PROBLEM REQUIREMENTS: Determine which lines of the records include the word "prompts", and copy them.
☆ ☆ ☆
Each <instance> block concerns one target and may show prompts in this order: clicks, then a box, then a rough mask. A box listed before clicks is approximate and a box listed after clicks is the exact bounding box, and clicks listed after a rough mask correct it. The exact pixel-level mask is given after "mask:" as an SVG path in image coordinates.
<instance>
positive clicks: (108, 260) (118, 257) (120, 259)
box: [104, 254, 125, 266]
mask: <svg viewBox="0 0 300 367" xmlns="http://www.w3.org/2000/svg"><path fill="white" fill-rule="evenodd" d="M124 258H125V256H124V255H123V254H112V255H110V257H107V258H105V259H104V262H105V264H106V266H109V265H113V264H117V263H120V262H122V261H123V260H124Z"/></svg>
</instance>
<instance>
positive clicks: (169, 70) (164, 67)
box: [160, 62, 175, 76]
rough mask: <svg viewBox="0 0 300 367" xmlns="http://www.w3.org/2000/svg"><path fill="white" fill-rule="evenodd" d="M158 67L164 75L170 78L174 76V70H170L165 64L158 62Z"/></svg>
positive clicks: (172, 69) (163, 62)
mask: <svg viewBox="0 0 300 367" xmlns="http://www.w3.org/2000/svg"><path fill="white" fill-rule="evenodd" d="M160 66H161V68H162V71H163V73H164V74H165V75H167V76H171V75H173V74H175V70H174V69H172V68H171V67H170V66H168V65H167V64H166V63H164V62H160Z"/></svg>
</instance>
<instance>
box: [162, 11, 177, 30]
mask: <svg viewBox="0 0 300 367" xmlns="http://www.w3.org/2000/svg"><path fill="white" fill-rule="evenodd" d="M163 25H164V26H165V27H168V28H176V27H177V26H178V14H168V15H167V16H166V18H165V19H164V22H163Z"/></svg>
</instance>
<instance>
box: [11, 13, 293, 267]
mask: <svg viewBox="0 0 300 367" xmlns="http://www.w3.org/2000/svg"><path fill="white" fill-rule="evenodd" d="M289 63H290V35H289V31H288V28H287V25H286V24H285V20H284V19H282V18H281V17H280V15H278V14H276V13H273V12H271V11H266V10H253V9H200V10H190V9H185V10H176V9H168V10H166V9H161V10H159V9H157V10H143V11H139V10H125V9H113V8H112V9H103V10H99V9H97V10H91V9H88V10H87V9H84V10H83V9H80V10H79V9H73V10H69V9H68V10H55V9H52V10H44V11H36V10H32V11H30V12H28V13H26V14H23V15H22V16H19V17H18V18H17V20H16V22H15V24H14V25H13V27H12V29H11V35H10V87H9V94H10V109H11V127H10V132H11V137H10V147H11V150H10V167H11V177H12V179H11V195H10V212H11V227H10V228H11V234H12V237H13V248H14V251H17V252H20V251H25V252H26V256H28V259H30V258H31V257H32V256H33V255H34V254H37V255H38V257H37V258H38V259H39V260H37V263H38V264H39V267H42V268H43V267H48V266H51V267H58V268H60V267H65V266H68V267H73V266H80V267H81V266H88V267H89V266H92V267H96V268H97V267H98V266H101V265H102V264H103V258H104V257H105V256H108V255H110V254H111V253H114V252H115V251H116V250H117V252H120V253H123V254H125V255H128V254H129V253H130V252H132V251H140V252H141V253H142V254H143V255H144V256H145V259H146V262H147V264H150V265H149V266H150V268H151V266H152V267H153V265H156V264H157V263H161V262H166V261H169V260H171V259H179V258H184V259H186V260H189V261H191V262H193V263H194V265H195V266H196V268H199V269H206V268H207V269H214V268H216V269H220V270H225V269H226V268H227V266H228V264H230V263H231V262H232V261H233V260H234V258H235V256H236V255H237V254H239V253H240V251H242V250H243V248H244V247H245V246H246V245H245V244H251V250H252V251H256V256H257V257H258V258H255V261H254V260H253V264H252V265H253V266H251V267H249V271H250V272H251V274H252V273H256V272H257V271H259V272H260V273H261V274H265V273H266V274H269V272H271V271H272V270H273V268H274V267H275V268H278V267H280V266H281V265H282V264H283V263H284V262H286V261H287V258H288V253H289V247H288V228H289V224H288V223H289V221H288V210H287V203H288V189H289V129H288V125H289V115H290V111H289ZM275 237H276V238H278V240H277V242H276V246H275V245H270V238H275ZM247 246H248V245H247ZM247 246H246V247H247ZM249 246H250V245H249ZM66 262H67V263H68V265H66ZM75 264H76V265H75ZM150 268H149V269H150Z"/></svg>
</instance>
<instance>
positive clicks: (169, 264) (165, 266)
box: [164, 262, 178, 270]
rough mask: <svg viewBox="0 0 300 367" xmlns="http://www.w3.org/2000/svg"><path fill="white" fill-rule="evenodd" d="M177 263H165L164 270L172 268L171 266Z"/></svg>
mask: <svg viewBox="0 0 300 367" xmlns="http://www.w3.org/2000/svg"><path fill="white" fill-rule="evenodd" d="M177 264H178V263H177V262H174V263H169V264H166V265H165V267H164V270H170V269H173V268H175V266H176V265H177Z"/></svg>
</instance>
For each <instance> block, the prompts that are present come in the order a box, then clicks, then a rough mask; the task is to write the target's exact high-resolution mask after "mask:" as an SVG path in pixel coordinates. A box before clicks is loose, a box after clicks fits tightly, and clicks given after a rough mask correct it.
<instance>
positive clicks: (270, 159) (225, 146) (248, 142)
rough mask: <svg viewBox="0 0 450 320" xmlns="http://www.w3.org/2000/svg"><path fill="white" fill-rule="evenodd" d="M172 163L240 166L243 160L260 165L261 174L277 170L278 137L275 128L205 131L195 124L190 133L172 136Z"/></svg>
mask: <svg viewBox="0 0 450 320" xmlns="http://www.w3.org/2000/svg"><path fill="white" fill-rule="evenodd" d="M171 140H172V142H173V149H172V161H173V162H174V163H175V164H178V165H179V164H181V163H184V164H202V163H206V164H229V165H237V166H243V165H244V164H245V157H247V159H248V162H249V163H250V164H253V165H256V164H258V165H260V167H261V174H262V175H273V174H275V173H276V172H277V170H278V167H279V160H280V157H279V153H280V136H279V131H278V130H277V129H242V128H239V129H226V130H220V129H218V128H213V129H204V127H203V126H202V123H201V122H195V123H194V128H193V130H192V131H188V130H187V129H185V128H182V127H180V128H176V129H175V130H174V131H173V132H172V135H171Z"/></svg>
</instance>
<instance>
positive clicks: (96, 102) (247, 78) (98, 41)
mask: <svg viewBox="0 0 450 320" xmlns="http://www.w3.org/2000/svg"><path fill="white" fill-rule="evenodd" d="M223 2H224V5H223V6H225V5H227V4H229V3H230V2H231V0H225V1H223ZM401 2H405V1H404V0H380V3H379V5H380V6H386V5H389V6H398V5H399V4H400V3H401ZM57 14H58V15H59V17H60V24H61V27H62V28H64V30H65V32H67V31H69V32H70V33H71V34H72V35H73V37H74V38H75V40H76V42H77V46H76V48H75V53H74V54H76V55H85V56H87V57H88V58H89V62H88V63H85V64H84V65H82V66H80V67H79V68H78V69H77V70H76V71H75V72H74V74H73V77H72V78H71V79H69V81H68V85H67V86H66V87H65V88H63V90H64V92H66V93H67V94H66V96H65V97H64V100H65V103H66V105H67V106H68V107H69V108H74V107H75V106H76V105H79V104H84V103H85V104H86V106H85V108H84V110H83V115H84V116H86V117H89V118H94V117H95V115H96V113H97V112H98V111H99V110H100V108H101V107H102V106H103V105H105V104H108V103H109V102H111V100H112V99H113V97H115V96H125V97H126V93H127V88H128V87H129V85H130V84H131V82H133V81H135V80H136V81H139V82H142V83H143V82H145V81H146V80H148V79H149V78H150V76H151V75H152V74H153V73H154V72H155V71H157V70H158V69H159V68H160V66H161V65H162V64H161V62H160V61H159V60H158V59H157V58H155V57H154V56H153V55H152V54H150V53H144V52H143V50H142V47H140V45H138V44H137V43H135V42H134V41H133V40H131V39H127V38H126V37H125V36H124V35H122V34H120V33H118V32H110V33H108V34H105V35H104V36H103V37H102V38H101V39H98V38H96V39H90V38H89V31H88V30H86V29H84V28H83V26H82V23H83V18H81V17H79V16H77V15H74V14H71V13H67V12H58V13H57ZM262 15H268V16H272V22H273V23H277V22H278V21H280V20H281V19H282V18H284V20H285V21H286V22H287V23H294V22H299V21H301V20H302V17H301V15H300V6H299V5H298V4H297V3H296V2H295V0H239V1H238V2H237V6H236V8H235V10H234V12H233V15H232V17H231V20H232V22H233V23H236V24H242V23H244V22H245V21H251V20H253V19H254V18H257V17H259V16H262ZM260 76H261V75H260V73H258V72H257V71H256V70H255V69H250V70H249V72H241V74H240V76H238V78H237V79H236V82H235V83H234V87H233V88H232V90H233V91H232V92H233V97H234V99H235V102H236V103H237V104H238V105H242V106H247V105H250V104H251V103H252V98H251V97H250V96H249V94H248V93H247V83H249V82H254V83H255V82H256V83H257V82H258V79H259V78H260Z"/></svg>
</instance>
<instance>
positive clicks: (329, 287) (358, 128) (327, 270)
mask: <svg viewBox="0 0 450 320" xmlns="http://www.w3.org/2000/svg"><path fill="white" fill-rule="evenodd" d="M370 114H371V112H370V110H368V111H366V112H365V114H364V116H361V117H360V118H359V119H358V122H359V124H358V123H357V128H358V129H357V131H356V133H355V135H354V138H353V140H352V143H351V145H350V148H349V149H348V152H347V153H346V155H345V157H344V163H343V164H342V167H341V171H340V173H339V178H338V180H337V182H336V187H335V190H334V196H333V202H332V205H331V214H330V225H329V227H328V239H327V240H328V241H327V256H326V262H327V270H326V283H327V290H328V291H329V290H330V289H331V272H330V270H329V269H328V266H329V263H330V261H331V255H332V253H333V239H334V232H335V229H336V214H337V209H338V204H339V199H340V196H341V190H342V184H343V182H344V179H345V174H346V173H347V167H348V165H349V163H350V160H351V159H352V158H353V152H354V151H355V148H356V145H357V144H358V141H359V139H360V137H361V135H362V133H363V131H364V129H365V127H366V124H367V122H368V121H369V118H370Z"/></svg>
☆ ☆ ☆
ANSWER BOX:
Each <instance> block concerns one target and may show prompts in this order: clicks, then a box, then a rough mask. A box listed before clicks is approximate and a box listed after clicks is the exact bounding box, and clicks listed after a rough mask correct it. The exact pixel-level mask is given after "mask:" as an SVG path in image coordinates.
For each <instance> block, the prompts that are present come in the order a box, then clicks, then a rough mask; the task is to write the target's exact high-resolution mask after "mask:" as an SVG path in pixel coordinates. A box before clicks is loose, a box after clicks fits tightly, and clicks given after a rough mask correct it.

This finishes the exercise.